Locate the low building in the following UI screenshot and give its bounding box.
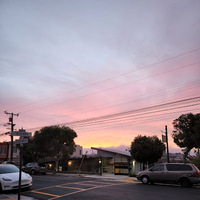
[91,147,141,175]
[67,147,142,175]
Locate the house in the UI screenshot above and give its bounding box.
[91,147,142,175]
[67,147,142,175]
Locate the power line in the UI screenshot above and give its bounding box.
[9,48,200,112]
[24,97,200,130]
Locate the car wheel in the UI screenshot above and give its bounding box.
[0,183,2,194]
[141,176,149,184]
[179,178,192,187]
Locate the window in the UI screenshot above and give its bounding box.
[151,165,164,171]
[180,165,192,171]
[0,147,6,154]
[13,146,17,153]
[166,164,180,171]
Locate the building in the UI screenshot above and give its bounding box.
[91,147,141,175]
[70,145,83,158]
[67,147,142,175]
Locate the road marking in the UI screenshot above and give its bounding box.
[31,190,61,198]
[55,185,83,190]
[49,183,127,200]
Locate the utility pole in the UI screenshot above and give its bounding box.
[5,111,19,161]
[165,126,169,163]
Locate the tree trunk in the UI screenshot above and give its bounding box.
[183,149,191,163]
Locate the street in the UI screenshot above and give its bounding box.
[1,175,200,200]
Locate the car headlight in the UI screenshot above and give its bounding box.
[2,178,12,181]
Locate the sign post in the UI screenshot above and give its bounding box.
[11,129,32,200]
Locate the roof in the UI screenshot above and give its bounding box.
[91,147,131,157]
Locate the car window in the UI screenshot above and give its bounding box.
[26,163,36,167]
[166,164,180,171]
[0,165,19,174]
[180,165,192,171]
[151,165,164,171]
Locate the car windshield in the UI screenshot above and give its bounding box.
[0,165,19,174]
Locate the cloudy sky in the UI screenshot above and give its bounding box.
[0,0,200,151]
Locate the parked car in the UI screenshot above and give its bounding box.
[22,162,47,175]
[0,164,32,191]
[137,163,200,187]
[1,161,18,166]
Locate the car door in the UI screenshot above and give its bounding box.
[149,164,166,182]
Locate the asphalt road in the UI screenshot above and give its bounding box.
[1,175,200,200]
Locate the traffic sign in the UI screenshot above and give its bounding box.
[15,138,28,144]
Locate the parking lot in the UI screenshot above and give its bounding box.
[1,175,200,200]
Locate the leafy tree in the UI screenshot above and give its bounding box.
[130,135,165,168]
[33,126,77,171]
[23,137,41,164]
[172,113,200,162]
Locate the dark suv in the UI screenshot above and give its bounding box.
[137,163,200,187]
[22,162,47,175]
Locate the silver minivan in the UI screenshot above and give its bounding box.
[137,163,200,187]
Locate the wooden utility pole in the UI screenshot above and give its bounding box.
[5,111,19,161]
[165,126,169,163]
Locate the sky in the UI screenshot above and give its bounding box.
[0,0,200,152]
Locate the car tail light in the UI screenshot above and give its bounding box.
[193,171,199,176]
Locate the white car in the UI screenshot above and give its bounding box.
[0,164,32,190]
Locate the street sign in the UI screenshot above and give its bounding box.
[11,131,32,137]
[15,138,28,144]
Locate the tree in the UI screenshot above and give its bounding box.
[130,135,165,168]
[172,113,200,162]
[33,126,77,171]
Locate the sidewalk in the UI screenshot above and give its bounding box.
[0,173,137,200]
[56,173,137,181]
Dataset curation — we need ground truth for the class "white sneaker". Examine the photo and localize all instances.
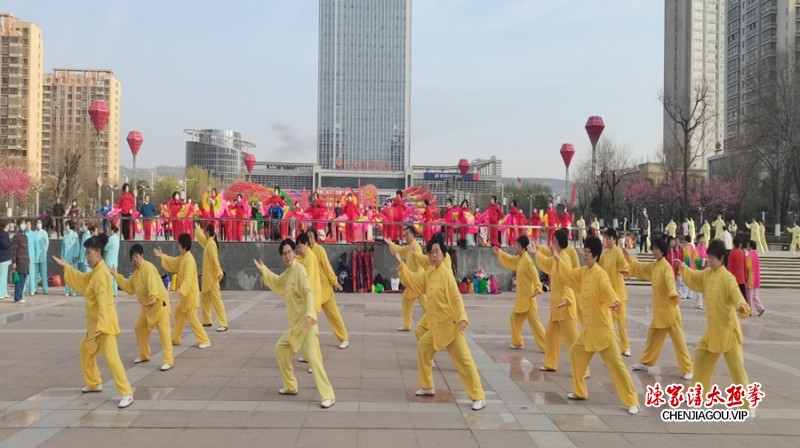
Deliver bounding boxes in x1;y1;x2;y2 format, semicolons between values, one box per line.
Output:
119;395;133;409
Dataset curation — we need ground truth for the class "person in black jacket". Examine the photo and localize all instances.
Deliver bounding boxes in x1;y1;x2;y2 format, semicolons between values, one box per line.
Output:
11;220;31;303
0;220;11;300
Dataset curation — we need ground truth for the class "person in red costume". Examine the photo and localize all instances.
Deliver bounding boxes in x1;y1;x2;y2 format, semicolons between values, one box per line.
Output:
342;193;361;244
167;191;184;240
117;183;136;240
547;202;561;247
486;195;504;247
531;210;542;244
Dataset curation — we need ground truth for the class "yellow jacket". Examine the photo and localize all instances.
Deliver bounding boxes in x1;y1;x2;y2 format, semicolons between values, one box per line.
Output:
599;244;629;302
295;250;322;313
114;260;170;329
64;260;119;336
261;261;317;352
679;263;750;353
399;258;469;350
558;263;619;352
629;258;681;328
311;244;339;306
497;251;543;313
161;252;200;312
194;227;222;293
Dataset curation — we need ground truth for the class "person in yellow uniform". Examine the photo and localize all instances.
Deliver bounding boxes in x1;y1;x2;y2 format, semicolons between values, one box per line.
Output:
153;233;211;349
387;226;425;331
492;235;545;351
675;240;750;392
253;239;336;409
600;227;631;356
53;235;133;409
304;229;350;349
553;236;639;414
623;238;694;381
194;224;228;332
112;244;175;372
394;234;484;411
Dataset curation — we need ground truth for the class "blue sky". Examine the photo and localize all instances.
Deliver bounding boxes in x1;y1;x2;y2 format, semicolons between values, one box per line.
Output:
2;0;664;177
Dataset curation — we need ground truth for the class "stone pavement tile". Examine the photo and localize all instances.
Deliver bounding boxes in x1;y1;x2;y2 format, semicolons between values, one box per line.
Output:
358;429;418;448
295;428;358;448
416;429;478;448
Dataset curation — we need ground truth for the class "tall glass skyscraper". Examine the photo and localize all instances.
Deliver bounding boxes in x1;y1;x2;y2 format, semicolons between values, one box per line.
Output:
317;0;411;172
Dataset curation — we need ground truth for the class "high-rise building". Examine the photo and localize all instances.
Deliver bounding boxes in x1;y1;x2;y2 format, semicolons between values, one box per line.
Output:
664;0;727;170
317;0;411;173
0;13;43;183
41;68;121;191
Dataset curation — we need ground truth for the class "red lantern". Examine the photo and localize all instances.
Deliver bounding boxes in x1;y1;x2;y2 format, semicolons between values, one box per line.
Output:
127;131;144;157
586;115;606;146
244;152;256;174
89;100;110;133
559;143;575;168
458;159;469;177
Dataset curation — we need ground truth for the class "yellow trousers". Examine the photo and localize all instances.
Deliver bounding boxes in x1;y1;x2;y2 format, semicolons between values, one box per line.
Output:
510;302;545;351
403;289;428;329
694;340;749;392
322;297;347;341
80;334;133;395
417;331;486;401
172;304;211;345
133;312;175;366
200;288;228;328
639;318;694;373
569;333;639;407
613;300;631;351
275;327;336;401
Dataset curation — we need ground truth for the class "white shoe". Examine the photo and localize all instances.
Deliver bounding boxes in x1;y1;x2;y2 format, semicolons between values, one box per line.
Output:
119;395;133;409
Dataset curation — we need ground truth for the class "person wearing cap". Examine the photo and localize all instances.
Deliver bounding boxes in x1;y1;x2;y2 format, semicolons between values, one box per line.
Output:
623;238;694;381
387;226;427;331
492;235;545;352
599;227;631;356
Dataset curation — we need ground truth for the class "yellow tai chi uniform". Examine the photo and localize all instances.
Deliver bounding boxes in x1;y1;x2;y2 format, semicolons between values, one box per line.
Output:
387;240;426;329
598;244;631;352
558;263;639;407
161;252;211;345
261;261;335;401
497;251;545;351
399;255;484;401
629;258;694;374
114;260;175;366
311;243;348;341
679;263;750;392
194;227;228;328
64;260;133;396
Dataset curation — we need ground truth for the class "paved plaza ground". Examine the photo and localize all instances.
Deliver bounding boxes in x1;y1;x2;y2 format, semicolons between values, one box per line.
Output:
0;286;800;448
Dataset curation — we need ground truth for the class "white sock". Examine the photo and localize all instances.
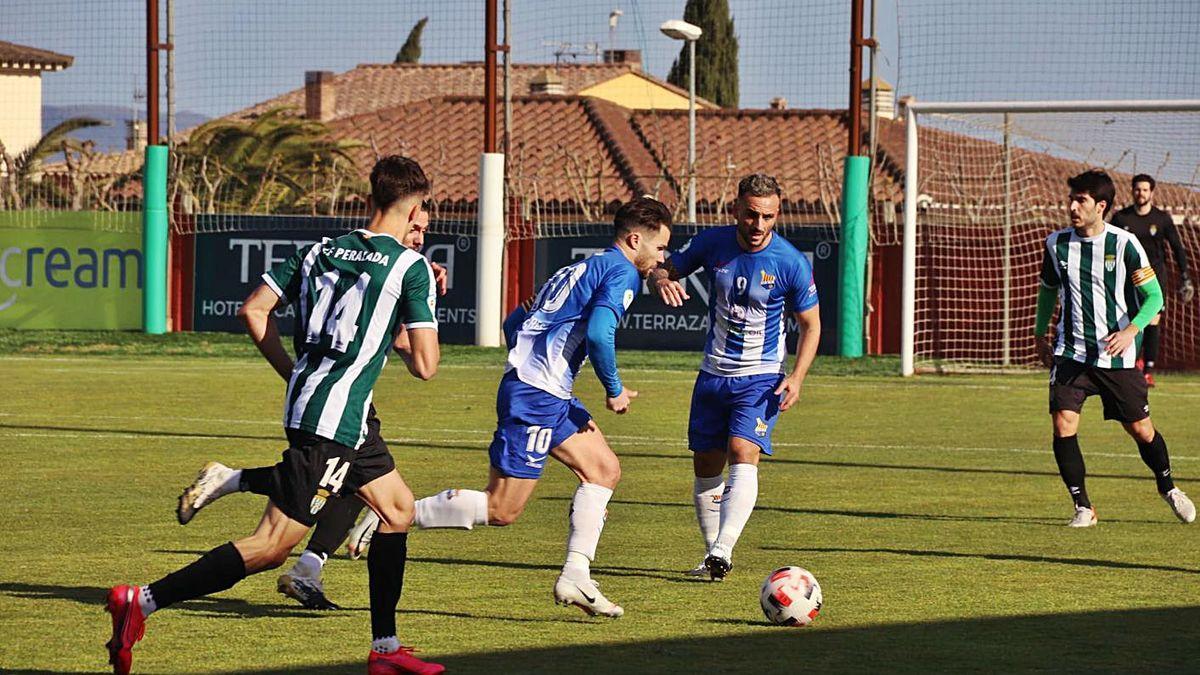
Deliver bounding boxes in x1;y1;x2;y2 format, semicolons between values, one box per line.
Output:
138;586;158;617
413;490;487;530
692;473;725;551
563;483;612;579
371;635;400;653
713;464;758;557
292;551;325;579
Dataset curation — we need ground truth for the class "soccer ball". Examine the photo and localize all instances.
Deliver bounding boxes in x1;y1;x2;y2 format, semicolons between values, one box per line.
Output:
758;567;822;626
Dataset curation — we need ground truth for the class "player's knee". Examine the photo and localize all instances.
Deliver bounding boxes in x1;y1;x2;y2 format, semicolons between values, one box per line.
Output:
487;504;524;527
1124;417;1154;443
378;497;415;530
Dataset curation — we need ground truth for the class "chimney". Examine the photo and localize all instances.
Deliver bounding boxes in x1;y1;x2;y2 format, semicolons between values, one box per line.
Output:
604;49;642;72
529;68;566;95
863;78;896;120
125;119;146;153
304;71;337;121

- - - - - - -

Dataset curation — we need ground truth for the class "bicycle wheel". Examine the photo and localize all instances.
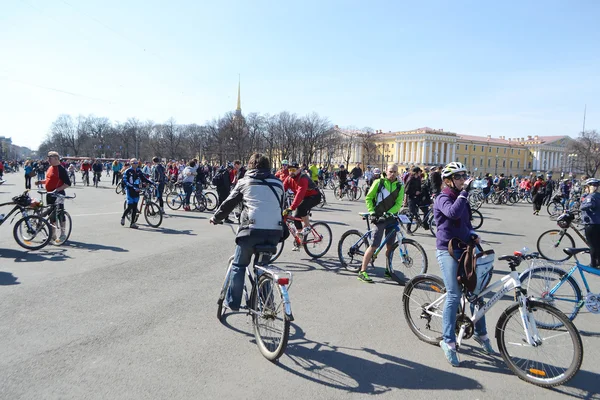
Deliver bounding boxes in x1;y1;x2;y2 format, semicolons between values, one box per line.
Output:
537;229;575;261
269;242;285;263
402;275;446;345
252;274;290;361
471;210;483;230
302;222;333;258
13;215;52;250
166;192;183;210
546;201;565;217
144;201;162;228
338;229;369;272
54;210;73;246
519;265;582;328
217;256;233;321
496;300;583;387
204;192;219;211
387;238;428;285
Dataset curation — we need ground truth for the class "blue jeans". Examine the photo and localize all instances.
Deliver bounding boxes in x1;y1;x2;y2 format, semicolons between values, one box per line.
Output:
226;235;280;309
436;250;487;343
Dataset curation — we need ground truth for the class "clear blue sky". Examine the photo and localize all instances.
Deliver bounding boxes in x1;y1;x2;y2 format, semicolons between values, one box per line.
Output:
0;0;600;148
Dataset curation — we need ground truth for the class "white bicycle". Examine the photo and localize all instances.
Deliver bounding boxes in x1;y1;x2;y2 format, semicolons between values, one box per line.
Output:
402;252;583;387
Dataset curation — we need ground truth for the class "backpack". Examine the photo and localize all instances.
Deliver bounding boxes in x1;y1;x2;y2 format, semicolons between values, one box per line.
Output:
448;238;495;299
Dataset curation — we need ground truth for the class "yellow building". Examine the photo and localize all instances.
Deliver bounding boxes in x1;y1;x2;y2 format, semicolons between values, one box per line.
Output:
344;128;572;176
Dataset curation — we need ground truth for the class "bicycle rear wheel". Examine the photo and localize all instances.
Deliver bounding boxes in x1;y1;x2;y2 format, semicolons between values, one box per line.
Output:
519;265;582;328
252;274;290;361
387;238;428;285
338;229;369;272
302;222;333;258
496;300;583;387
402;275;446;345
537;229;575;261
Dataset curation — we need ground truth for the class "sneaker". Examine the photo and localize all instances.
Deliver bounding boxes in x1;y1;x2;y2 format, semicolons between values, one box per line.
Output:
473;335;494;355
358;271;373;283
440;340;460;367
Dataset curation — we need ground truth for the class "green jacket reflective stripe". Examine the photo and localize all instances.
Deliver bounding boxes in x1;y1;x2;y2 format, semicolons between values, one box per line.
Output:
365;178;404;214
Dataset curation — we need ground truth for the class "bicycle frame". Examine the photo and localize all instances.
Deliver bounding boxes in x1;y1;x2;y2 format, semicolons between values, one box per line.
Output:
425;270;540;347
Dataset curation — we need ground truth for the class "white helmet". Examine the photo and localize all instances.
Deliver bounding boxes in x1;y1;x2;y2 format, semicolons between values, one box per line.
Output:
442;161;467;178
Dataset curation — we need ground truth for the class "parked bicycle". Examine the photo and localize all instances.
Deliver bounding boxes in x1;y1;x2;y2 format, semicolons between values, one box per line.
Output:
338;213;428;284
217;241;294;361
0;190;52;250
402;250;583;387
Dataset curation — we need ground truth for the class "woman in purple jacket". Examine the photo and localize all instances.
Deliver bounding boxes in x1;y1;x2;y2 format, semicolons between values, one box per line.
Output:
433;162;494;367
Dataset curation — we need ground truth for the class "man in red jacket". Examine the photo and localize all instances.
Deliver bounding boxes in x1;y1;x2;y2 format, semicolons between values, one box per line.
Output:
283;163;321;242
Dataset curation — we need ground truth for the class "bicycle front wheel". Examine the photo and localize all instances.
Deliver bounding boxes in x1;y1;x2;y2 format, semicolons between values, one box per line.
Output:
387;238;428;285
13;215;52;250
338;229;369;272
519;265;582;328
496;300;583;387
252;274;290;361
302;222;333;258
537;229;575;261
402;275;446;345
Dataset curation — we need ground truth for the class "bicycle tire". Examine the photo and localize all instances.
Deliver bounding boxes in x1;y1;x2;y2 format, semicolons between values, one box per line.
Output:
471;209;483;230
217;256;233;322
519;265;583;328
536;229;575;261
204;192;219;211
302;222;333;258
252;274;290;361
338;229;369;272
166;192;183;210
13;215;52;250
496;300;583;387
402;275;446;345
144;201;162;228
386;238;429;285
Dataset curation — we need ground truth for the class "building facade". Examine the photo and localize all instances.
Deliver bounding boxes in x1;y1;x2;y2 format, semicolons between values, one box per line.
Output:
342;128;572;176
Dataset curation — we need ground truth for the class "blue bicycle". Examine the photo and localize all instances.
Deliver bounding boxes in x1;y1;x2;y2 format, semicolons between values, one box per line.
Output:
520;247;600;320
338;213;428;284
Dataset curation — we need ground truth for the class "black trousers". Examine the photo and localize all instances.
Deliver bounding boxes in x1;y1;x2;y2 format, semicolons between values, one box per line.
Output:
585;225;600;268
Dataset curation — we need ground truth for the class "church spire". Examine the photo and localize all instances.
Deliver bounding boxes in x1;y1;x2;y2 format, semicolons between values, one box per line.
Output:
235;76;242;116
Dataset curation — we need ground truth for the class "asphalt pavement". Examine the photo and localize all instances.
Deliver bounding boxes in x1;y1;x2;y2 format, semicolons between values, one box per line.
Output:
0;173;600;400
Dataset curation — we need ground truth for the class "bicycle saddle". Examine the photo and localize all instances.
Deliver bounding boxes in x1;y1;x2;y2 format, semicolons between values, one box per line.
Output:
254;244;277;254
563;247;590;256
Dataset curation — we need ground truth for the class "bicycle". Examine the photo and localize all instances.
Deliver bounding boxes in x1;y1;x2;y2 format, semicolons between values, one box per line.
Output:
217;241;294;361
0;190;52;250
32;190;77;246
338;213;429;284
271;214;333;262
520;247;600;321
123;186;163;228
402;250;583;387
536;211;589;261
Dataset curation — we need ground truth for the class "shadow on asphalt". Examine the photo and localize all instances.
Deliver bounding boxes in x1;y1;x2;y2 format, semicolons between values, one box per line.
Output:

- - - - - - -

Find every line in the items above that contains the string "pavement", matching case exactly, and copy each such line in full.

Dataset curation — we need ground truth for the class "stone pavement tile". Examine the photo and localize all instances.
Dataset curation — we need ground truth for the class "asphalt pavement". Examine the photo and localize all instances.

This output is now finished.